▶ [Set of tasks]:
(1) Answer these from the salmon-run article:
(a) In what year did low flows cause a major die-off of Butte Creek salmon?
(b) Which organization has Bill Jennings as executive director?
(c) Which river's re-stocking efforts draw on Butte Creek's spring-run?
(2) List every salmon run the salmon-run article names.
(3) Extend the salmon-run article past its final sentence.

▶ [Extracted text]:
-- Opening Marker --

All four runs are now in dire jeopardy. The spring-run Chinook is facing an especially tough summer, particularly in Butte Creek, its primary stronghold. There was a major die-off of Butte Creek salmon in 2003 due to low flows.
“We desperately hope that there isn’t a repeat of the 2003 spring-run salmon deaths on Butte Creek,” said Jim Brobeck, a water policy analyst at AquAlliance, an organization dedicated to protecting the waters and fisheries of northern California. “At this time, the fish agencies are managing to keep thousands of spring-run alive with flows from PG&E’s reservoir, although another concentrated heat wave could radically change conditions for this iconic salmon run.”
Brobeck noted Butte Creek’s spring-run is a genetic rarity, and the source for re-stocking efforts on the San Joaquin River. It is thus essential, he said, to preserve the unique strains of salmon native to the Sacramento watershed.
“The potential fish deaths due to lack of water and warm temperatures on Butte Creek combined with the demand for Klamath, Trinity, Feather and Sacramento River irrigation deliveries threatens the existence of what remains of native fish runs in the Central Valley,” Brobeck says. “State and Federal agencies must redefine the ‘”surplus water”’ that is being pumped to industrial agriculture south of the Delta.”
Low flows could also prove the death-knell for the winter-run Chinook, said Bill Jennings, executive director of the California Sportfishing Protection Alliance.
“We’re only in a second dry year, not even a declared drought, and the system is fundamentally broken,” said Jennings. “The State Water Board has assured the Department of Water Resources and U.S. Bureau of Reclamation that it won’t enforce Delta water quality and flow standards. The temperature compliance point on the Sacramento has been moved upstream, eliminating crucial spawning habitat for endangered Winter-run Chinook salmon.”
But the Sacramento’s “bread-and-butter” runs – the fall-run and late fall-run – are also at risk. Their status is so imperiled by anticipated low summer flows that future salmon seasons could be curtailed, said Stokely. Like Jennings, Stokely says agency mismanagement of water resources is the major reason for the crisis.

-- Closing Marker --

Natural language region descriptions
-- Opening Marker --

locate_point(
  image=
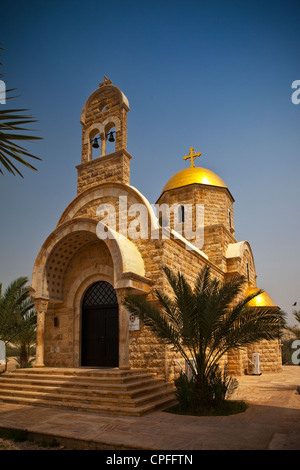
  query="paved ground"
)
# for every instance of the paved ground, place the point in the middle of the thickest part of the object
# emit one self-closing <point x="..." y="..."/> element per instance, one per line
<point x="272" y="422"/>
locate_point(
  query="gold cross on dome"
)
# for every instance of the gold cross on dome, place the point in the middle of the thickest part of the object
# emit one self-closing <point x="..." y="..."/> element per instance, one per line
<point x="191" y="156"/>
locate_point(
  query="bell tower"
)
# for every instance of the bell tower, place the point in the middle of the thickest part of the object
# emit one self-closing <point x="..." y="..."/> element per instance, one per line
<point x="104" y="155"/>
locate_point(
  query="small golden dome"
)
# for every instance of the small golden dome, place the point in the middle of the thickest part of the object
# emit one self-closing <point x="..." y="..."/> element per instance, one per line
<point x="194" y="175"/>
<point x="261" y="300"/>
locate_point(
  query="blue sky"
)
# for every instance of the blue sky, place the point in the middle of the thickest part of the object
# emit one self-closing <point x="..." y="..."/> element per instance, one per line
<point x="215" y="75"/>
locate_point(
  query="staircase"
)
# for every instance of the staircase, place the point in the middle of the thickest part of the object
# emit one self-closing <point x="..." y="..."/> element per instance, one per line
<point x="126" y="392"/>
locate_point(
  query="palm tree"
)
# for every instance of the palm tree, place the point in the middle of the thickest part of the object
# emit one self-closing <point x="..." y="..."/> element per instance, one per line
<point x="17" y="316"/>
<point x="11" y="122"/>
<point x="202" y="323"/>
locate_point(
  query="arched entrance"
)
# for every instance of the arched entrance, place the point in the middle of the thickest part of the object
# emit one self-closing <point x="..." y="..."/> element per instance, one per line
<point x="100" y="326"/>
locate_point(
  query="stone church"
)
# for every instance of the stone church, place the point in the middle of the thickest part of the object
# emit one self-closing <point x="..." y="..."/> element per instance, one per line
<point x="86" y="265"/>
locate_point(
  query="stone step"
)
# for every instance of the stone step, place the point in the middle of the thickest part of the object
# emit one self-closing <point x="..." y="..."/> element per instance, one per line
<point x="122" y="392"/>
<point x="101" y="380"/>
<point x="110" y="391"/>
<point x="83" y="371"/>
<point x="82" y="382"/>
<point x="91" y="399"/>
<point x="160" y="403"/>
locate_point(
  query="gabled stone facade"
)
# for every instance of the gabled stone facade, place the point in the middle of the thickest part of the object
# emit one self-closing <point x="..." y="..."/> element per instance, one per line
<point x="74" y="256"/>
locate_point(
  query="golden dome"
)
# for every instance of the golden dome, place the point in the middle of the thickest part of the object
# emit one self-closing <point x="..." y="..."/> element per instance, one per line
<point x="194" y="175"/>
<point x="261" y="300"/>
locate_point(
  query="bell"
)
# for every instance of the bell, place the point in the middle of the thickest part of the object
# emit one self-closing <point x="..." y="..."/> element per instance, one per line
<point x="95" y="143"/>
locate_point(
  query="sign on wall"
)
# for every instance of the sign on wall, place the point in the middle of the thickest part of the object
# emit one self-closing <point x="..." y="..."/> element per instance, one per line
<point x="134" y="322"/>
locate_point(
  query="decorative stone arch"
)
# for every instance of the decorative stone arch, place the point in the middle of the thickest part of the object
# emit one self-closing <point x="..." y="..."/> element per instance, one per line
<point x="125" y="255"/>
<point x="105" y="190"/>
<point x="126" y="275"/>
<point x="114" y="93"/>
<point x="106" y="107"/>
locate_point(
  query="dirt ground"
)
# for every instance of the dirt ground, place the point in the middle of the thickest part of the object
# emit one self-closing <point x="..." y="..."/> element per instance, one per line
<point x="7" y="444"/>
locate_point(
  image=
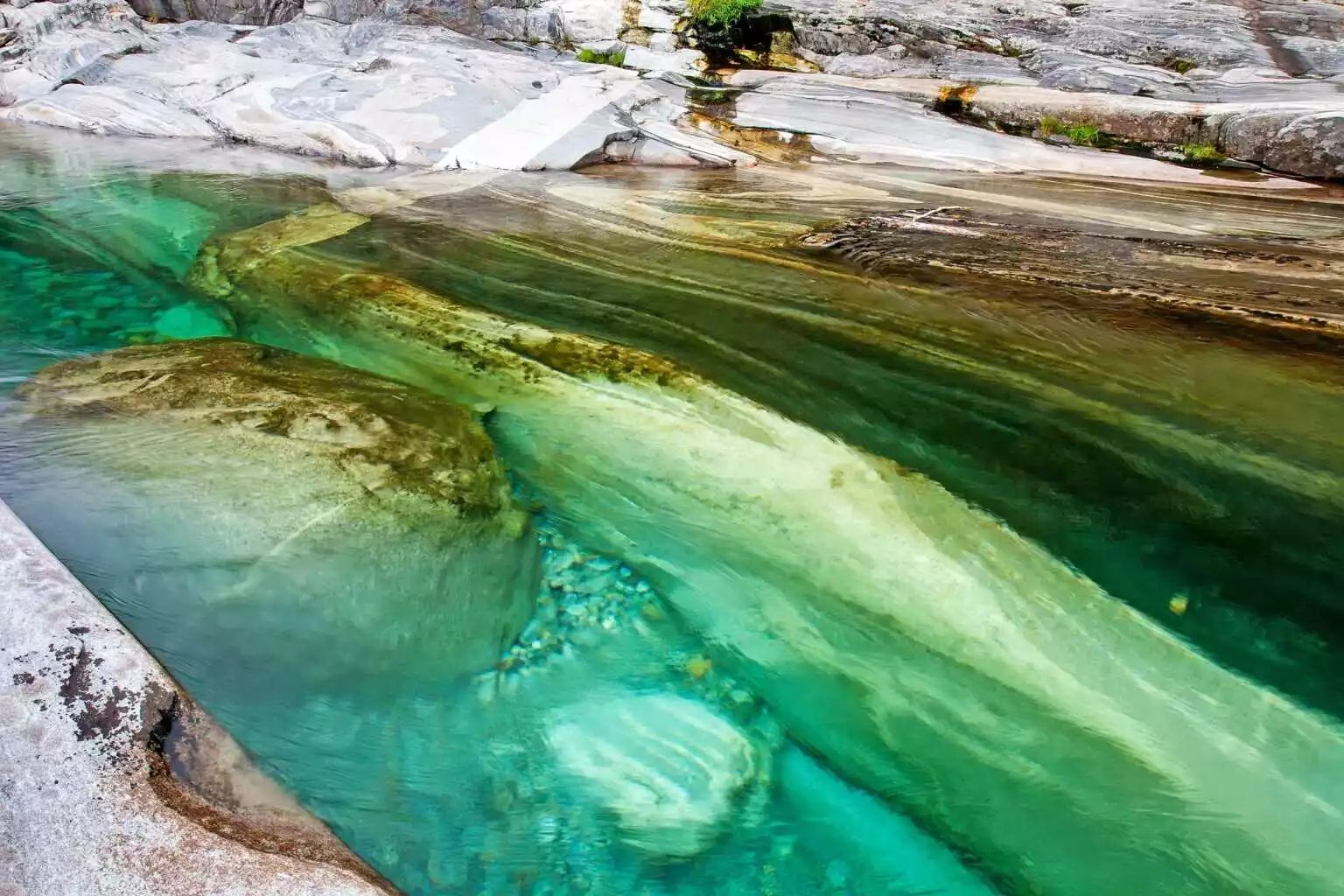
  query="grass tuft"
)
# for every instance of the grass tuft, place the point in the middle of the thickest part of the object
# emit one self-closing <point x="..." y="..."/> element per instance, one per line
<point x="1206" y="153"/>
<point x="1081" y="135"/>
<point x="614" y="58"/>
<point x="721" y="14"/>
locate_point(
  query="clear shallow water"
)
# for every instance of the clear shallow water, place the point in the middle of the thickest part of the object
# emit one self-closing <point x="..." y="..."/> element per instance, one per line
<point x="1158" y="461"/>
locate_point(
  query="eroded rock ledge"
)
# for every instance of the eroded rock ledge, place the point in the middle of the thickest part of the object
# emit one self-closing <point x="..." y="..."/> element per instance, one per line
<point x="516" y="85"/>
<point x="89" y="724"/>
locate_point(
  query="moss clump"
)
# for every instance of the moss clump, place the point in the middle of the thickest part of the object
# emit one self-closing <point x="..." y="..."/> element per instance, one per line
<point x="1080" y="133"/>
<point x="1201" y="153"/>
<point x="710" y="95"/>
<point x="597" y="57"/>
<point x="721" y="14"/>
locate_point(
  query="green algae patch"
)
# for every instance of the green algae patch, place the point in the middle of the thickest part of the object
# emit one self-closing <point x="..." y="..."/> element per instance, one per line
<point x="602" y="58"/>
<point x="584" y="359"/>
<point x="722" y="14"/>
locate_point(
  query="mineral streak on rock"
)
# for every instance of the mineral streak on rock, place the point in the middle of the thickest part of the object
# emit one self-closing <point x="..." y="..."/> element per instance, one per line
<point x="1273" y="288"/>
<point x="90" y="805"/>
<point x="332" y="507"/>
<point x="927" y="650"/>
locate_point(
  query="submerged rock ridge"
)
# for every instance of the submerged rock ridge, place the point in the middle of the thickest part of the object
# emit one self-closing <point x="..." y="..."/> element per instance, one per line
<point x="92" y="802"/>
<point x="918" y="645"/>
<point x="323" y="507"/>
<point x="666" y="766"/>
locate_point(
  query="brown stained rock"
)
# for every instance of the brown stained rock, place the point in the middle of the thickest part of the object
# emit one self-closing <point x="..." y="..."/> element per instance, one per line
<point x="90" y="806"/>
<point x="346" y="497"/>
<point x="429" y="448"/>
<point x="1266" y="288"/>
<point x="268" y="261"/>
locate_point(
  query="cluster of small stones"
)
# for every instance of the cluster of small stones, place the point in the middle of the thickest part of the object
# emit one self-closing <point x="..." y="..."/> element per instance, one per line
<point x="586" y="597"/>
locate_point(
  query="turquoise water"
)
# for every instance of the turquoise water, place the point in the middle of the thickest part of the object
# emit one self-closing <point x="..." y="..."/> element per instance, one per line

-- Closing Marker --

▶ [Results of the tasks]:
(1)
(a) 2003
(b) The California Sportfishing Protection Alliance
(c) The San Joaquin River

(2) Spring-run Chinook, winter-run Chinook, fall-run, late fall-run

(3)
“What’s particularly disturbing is the determination of state and federal agencies to violate their own mandates and regulations so they can maintain deliveries of subsidized water to a handful of huge corporate farms in the western San Joaquin Valley,” said Stokely.
Stokely notes various laws and regulations require sufficient cold water flows down the Sacramento system to maintain fisheries in good health.
“But in May, the U.S. Bureau of Reclamation and the state Department of Water Resources asked the Water Board to allow lower Delta outflows so more water could be sent south of the Delta,” said Stokely. “The Water Board agreed without due process, in violation of its own rules water right decisions – and with full knowledge of the impacts to the fish. ”
Jennings observes the crisis could have been avoided if the cold water behind California’s reservoirs had been properly conserved.
“Water is only legally available for south-of-Delta export after Delta flow and water quality standards are met,” Jennings said. “But the state and federal projects are still exporting more than 8,500 cfs from the South Delta”
Stokely concluded that the situations on the Klamath and the Sacramento are culminating in a potential apocalypse for California salmon.
“We had a huge salmon kill on the Klamath in 2002 due to low flows, but that could be minor compared to what we’re facing today,” he said. “It is a terrible irony. We’re seeing some of the biggest runs on record, and we could lose them all -- and lose future runs -- because of compromised government policy. If we’re going to avoid a repeat of 2002, we need to start conserving cold water now for release later in the summer and fall.”